+++ 本文 +++
FRBの低金利政策の長期化が見込まれる中で、市場のドルに対する見方は弱気が多く、ドル円にも、さほど強気にはなれない相場が続いています。
パウエルFRB議長が全米企業エコノミスト協会の年次会合で講演を行い、「景気対策は、過剰のほうが不足よりリスクが小さい。見通しの不確実性は高い」などと述べ、追加財政支援策の必要性に言及していたが、目新しい材料もないことから、反応は限定的となりました。
様子見ムードの中、ユーロドルは1.17ドル台後半での上下動。1.18ドル台に乗せるものの売り圧力も強く、1.17ドル台に押し戻される展開が続いています。
本日はラガルドECB総裁の発言が伝わって来ましたが、FRBのように「インフレ率が一時的に目標を上回ることを容認する戦略は検討に値する」との考えを示していました。
また、「マイナス金利の深堀や、追加緩和も準備ができている」とも述べています。
+++ 元資料 +++
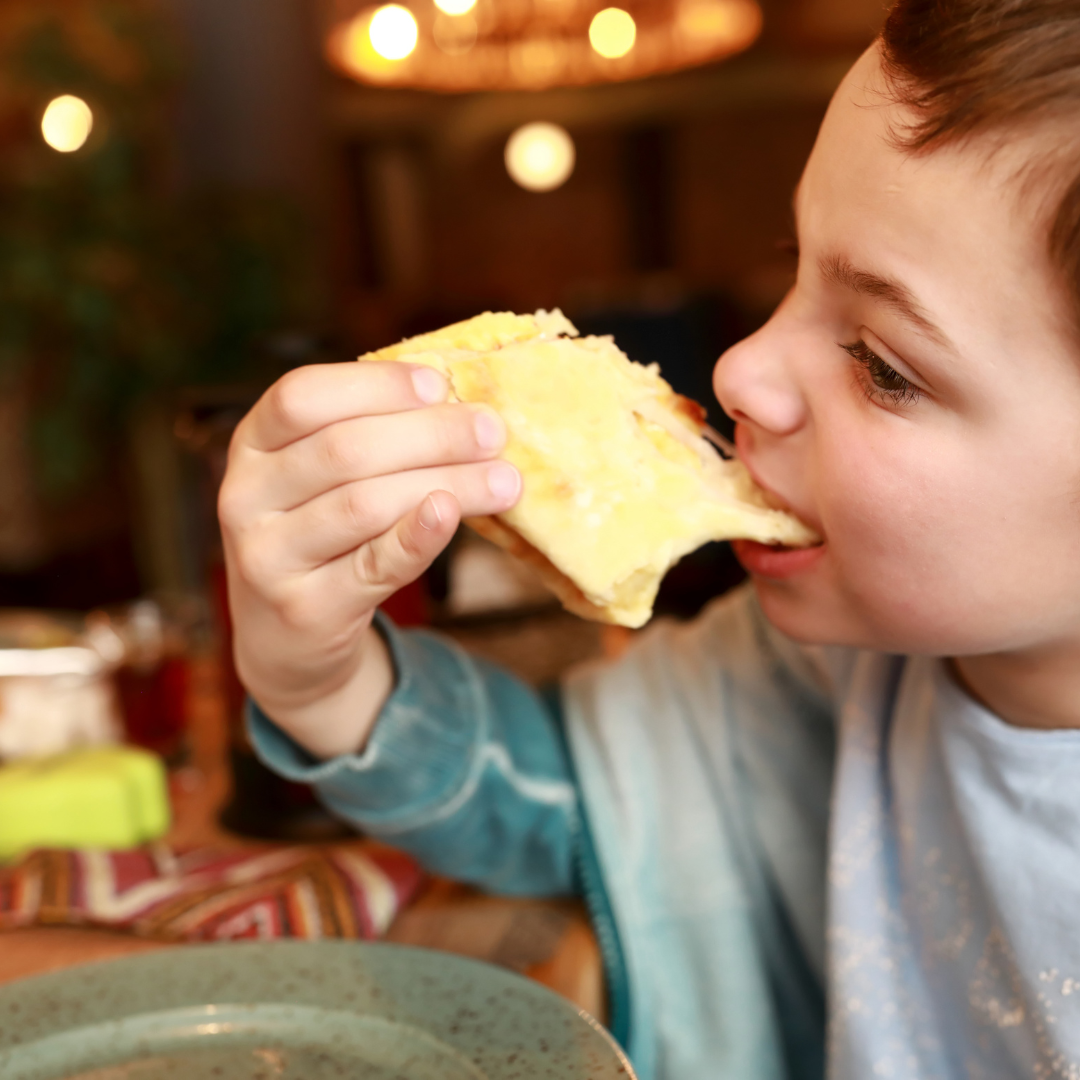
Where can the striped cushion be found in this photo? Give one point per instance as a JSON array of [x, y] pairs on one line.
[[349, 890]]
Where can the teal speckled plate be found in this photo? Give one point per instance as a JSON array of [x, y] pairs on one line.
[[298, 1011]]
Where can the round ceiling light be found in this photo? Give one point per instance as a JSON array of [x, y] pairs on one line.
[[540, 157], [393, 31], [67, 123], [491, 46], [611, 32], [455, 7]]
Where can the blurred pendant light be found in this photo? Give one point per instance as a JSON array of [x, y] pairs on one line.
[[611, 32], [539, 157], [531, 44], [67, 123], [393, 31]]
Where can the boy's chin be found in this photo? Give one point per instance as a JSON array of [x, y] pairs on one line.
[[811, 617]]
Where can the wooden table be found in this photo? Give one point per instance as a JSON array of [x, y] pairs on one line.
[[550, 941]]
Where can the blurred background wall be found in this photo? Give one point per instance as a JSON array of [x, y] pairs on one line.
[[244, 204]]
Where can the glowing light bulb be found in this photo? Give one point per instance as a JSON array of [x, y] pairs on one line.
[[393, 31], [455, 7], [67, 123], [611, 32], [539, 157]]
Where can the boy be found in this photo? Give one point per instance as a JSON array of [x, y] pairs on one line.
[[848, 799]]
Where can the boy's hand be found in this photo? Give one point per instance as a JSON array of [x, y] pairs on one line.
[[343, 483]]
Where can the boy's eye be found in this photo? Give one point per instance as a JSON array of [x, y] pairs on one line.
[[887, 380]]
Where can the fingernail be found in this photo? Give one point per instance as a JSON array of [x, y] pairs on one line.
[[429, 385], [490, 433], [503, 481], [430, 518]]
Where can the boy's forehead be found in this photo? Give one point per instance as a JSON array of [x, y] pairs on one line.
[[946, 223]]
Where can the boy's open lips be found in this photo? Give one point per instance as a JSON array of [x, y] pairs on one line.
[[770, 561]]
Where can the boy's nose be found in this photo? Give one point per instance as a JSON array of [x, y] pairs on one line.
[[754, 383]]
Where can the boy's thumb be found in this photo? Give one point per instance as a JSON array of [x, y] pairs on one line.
+++
§ **課題の内容**:
a. 為替市場に関する本文で、かぎかっこ「」で引用されている発言をすべて、発言者とあわせて挙げてください。
b. 為替市場に関する本文によると、パウエルFRB議長の講演への市場の反応はなぜ限定的だったのでしょうか。本文に沿って1〜3文で説明してください。
c. 為替市場に関する本文を、最後の文に続けて書き進めてください。

§ **課題の解答**:
a.
・パウエルFRB議長:「景気対策は、過剰のほうが不足よりリスクが小さい。見通しの不確実性は高い」
・ラガルドECB総裁:「インフレ率が一時的に目標を上回ることを容認する戦略は検討に値する」
・ラガルドECB総裁:「マイナス金利の深堀や、追加緩和も準備ができている」

b. パウエル議長は講演で追加財政支援策の必要性に言及しましたが、目新しい材料がありませんでした。そのため、市場の反応は限定的になりました。

c.
一方、ECBのレーン理事は「インフレのモメンタム上昇のために余計な刺激を加えるのには慎重」と述べ、追加緩和には慎重姿勢も示唆しています。
ECB内で意見が分かれているとの指摘も伝わっていたが、その雰囲気も伝わってきています。
欧州ではフランスやスペインといった主要加盟国で新型コロナウイルス感染第2波が拡大している中、市場では年内の追加緩和への期待感が根強くあります。
ただ、いまのユーロドルは、ユーロ固有の材料よりもドルの動きに左右される展開が続いており、ドル安期待が根強い中で、上値に慎重ながらも底堅さは堅持している状況です。